● **PASSAGE**:
TIFF FILM REVIEW: David O. Russell’s ‘Silver Linings Playbook’

By Ray Bennett

TORONTO – So many things could go wrong in a comedy drama about mental illness that it’s a credit to writer/director David O. Russell and an excellent cast that “Silver Linings Playbook” is such a winning success.

Touching but very funny, the story of a former teacher’s attempts to get his life back on track after a bi-polar breakdown and his relationship with a temperamental and aggressive young woman works on every level. Masanobu Takayanagi’s cinematography is fresh and vivid and composer Danny Elfman’s score is typically witty.

As the couple, Bradley Cooper and Jennifer Lawrence cement their burgeoning careers with performances that show greater assurance and wider range, and their screen chemistry sizzles.

Cooper plays Pat Solitano, just back from a stint in an institution where he landed due to some anger management problems sparked by the discovery of his wife Nikki having sex in their bathtub with an older co-worker.

● **RECORDS PROVIDED**:

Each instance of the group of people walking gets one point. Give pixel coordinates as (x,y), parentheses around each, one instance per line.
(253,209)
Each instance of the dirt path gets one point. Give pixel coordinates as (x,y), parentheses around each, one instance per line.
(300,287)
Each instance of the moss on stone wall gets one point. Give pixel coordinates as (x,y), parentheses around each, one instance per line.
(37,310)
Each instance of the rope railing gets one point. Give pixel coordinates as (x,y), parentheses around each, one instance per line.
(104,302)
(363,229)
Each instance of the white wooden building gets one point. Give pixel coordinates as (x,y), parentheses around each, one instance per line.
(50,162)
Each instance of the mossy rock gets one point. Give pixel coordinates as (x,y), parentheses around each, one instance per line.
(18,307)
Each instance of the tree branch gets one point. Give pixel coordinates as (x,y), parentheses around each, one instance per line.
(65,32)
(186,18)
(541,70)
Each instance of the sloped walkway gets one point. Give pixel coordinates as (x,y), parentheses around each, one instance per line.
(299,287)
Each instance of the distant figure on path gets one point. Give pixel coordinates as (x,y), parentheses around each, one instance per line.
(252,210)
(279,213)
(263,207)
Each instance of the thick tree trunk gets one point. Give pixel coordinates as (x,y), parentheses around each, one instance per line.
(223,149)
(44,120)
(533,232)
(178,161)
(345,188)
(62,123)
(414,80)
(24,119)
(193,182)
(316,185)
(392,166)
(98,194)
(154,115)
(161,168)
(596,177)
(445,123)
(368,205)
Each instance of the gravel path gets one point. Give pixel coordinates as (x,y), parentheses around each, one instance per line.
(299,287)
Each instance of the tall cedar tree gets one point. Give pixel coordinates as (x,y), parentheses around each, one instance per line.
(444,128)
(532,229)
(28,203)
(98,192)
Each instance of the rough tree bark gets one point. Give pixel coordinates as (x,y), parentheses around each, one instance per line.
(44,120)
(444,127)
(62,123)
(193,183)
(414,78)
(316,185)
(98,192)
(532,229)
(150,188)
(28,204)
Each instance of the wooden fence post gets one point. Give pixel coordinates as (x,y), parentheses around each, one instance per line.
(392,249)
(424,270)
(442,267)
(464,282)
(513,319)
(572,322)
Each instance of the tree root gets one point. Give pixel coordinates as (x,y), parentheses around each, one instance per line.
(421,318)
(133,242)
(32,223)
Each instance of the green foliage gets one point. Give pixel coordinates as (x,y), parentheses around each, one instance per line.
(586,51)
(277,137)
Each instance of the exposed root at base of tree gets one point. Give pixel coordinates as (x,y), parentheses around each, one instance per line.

● **PROBLEM SET**:
• A. In the review, who composed the score for "Silver Linings Playbook"?
• B. Print the review's wording from "Touching but very" up to and including "is typically witty.".
• C. According to the review, why had Pat Solitano been in an institution? Reply in one to three sentences.
Work only from the review itself.

● **SOLUTIONS IN ORDER**:
• A. Danny Elfman

• B.
Touching but very funny, the story of a former teacher’s attempts to get his life back on track after a bi-polar breakdown and his relationship with a temperamental and aggressive young woman works on every level. Masanobu Takayanagi’s cinematography is fresh and vivid and composer Danny Elfman’s score is typically witty.

• C. He ended up there because of anger management problems. Those problems were sparked when he discovered his wife Nikki having sex in their bathtub with an older co-worker.